• QUOTED PASSAGE:
How to Approach the Multiple-Choice Questions on the AP English Literature Exam (page 4)
Introduction to the Multiple-Choice Section of the Exam
Multiple choice? Multiple guess? Multiple anxiety? The day after the exam students often bemoan the difficulties and uncertainties of Section I of the AP Literature exam.
“Was that in English?”
“Did you get four Ds in a row for the second poem?”
“I just closed my eyes and pointed.”
Is it really possible to avoid these and other exam woes? We hope that by following along with us in this chapter you will begin to feel a bit more familiar with the world of multiple-choice questions and, thus, become a little more comfortable with the multiplechoice section of the exam.
What is it about the multiple-choice questions that causes such anxiety?
Basically, a multiple-choice literature question is a flawed method of gauging understanding because, by its very nature, it forces you to play a cat-and-mouse game with the test maker who demands that you concentrate on items that are incorrect before you can choose what is correct. We know, however, that complex literature has a richness that allows for ambiguity. When you are taking the exam, you are expected to match someone else’s take on a work with the answers you choose. This is what often causes the student to feel that the multiple-choice section is unfair. And maybe, to a degree, it is. However, the test is designed to allow you to shine, not to be humiliated. To that end, you will not find “cutesy” questions, and the test writers will not play games with you. What they will do is to present several valid options as a response to a challenging and appropriate question. These questions are designed to separate the perceptive and thoughtful reader from the superficial and impulsive one.
This said, it’s wise to develop a strategy for success. Practice is the key to this success. You’ve been confronted with all types of multiple-choice questions during your career as a student. The test-taking skills you have learned in your social studies, math, and science classes may also apply to the AP Literature exam.
What should I expect in Section I?
For this first section of the AP Literature exam, you are allotted 1 hour to answer between 45 and 60 objective questions on four or five prose and poetry selections. The prose passages may come from works of fiction, or nonfiction, or drama. You can expect the poems to be complete and from different time periods and of different styles and forms. In other words, you will not find two Shakespearean sonnets on the same exam.
These are not easy readings. They are representative of the college-level work you have been doing throughout the year. You will be expected to
• Follow sophisticated syntax
• Respond to diction
• Be comfortable with upper-level vocabulary
• Be familiar with literary terminology
• Make inferences
• Be sensitive to irony and tone
• Recognize components of style
The good news is that the selection is self-contained. This means that if it is about the Irish Potato Famine, you will not be at a disadvantage if you know nothing about it prior to the exam. Frequently there will be biblical references in a selection. This is especially true of works from an earlier time period. You are expected to be aware of basic allusions to biblical and mythological works often found in literature, but the passage will never require you to have any specifi c religious background.
Do not let the subject matter of a passage throw you. Strong analytical skills will work on any passage.
How should I begin to work with Section I?
Take no more than a minute and thumb through the exam, looking for the following:
• The length of the selections
• The time periods or writing styles, if you can recognize them
• The number of questions asked
• A quick idea of the type of questions
This brief skimming of the test will put your mind into gear because you will be aware of what is expected of you.
How should I proceed through this section of the exam?

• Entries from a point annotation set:
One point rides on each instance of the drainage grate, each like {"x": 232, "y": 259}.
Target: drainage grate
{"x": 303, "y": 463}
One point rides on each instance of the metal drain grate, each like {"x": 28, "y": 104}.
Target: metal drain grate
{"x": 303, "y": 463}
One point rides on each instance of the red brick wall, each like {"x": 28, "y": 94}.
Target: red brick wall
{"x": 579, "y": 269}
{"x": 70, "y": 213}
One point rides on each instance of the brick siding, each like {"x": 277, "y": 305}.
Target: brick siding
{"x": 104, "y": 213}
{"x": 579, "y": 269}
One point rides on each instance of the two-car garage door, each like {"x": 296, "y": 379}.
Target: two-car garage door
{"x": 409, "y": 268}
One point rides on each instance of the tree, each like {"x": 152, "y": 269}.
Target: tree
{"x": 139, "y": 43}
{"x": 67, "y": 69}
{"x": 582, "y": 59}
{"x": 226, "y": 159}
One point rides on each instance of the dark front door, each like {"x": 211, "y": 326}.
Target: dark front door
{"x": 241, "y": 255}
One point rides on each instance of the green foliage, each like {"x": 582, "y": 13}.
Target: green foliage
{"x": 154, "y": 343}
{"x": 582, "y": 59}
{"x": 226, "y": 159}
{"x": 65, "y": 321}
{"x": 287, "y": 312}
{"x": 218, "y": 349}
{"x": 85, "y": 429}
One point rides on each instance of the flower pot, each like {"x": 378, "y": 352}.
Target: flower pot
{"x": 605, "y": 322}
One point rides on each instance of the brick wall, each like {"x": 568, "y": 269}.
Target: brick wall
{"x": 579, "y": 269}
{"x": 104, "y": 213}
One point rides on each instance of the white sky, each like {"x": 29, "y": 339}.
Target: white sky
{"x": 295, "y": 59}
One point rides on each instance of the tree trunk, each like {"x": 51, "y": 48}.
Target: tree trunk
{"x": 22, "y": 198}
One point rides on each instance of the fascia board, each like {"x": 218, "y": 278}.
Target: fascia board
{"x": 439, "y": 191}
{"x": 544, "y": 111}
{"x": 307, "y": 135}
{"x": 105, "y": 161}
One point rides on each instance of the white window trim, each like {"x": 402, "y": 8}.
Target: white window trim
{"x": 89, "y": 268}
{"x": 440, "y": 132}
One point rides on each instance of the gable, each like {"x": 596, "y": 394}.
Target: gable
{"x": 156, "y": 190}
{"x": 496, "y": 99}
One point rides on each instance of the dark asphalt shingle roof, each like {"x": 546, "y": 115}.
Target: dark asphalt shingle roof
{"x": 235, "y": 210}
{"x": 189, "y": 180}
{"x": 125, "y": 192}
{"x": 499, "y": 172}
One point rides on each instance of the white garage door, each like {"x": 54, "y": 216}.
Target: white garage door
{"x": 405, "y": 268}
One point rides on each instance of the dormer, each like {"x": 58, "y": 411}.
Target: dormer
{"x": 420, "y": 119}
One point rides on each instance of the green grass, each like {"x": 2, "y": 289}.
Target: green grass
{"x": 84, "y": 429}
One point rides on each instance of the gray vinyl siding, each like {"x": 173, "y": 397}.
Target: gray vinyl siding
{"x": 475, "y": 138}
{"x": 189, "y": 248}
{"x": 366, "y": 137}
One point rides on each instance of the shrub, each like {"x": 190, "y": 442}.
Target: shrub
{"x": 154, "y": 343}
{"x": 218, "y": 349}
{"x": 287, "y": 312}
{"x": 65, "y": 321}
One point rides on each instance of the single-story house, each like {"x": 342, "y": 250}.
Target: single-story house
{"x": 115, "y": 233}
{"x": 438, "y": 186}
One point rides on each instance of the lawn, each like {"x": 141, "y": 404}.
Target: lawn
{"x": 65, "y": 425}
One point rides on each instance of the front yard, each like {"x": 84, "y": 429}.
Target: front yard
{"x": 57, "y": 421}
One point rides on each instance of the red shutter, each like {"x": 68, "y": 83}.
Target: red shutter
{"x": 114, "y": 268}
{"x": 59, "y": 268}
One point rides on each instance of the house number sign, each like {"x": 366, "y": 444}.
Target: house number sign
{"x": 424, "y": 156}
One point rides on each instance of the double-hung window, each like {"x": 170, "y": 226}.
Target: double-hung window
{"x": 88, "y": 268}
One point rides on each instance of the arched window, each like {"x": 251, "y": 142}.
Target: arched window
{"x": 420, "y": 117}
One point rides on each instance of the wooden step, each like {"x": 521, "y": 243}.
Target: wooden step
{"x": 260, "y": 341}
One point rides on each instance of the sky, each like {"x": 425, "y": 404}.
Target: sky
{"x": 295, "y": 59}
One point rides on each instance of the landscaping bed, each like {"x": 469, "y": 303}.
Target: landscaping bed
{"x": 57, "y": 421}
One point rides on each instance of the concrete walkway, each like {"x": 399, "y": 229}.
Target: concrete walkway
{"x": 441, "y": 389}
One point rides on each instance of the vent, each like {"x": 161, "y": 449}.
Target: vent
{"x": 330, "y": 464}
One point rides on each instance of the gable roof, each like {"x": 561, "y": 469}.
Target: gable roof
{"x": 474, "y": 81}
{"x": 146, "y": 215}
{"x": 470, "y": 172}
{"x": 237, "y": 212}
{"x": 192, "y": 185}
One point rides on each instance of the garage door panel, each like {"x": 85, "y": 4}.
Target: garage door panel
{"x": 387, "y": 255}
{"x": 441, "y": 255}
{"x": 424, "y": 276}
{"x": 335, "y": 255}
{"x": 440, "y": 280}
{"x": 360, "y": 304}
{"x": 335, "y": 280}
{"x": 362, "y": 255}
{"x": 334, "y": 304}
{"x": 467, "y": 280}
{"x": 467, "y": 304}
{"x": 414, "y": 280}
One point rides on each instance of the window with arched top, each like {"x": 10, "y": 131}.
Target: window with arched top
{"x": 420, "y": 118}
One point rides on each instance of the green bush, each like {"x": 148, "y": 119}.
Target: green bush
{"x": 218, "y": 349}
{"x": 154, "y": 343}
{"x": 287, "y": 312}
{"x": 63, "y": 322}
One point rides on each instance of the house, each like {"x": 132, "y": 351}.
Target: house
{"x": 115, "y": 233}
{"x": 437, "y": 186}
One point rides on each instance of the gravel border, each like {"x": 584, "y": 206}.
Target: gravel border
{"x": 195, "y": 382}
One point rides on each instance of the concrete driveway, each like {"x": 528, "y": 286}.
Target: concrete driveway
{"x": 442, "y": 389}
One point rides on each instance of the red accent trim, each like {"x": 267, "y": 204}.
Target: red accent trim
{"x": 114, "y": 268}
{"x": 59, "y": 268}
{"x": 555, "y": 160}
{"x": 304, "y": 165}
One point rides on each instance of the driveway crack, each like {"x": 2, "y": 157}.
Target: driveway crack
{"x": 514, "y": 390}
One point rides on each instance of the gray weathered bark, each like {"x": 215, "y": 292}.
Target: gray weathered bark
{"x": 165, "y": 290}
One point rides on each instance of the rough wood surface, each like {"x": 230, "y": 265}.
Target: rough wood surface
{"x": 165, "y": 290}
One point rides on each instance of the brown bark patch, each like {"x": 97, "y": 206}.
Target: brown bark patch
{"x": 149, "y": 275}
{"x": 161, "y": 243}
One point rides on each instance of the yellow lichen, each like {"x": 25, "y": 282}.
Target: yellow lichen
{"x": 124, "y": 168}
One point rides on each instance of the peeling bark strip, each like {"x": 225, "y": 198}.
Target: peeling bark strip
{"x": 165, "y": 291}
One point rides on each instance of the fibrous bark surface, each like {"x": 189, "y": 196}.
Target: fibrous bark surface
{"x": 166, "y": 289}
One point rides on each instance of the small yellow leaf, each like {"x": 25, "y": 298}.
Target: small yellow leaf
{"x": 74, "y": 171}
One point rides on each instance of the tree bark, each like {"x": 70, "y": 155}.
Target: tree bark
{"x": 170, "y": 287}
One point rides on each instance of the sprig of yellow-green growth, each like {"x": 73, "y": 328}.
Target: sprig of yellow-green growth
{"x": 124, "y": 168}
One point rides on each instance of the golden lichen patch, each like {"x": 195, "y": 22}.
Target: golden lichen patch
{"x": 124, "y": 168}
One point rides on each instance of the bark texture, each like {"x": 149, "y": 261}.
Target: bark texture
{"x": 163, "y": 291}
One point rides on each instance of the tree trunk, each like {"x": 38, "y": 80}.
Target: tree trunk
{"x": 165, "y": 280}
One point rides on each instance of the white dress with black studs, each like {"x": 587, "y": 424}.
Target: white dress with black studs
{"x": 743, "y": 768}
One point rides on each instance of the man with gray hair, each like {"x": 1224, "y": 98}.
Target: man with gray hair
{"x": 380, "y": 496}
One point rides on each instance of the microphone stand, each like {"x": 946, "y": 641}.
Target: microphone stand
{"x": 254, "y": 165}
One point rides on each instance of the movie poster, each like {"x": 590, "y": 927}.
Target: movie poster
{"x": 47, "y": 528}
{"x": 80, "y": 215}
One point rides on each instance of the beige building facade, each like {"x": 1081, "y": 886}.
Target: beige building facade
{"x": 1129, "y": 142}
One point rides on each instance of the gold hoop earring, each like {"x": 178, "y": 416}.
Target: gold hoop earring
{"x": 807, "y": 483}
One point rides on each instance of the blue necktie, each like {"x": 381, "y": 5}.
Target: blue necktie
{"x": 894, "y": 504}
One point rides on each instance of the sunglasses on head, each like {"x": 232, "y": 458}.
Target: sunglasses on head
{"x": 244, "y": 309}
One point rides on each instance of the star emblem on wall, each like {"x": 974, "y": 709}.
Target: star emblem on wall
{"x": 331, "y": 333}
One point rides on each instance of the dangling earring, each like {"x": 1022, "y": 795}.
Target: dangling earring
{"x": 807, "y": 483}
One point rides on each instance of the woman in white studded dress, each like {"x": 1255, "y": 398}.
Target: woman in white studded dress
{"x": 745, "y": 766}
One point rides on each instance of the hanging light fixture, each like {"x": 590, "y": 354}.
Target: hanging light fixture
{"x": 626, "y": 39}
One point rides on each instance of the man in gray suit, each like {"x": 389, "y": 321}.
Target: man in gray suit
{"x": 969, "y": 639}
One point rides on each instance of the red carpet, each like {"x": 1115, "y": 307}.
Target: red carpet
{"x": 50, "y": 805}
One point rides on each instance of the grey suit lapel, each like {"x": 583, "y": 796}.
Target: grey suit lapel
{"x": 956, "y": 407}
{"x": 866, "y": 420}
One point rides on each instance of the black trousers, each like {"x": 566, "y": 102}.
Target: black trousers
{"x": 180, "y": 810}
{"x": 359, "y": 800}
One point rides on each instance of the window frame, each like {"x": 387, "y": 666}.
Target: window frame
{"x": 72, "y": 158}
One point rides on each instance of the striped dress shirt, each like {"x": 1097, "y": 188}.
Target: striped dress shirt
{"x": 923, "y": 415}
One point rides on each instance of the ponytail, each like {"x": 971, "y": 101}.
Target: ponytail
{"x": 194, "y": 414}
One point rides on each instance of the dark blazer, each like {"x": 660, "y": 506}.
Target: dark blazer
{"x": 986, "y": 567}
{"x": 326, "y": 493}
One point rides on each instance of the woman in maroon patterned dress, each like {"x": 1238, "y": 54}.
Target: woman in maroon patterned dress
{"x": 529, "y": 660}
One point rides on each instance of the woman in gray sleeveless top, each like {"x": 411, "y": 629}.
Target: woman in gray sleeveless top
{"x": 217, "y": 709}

• WHAT IS EXPECTED: Reproduce the passage about the AP Literature exam's multiple-choice section word for word, from "How to Approach" up to and including "causes such anxiety?".

• OUTPUT BELOW:
How to Approach the Multiple-Choice Questions on the AP English Literature Exam (page 4)
Introduction to the Multiple-Choice Section of the Exam
Multiple choice? Multiple guess? Multiple anxiety? The day after the exam students often bemoan the difficulties and uncertainties of Section I of the AP Literature exam.
“Was that in English?”
“Did you get four Ds in a row for the second poem?”
“I just closed my eyes and pointed.”
Is it really possible to avoid these and other exam woes? We hope that by following along with us in this chapter you will begin to feel a bit more familiar with the world of multiple-choice questions and, thus, become a little more comfortable with the multiplechoice section of the exam.
What is it about the multiple-choice questions that causes such anxiety?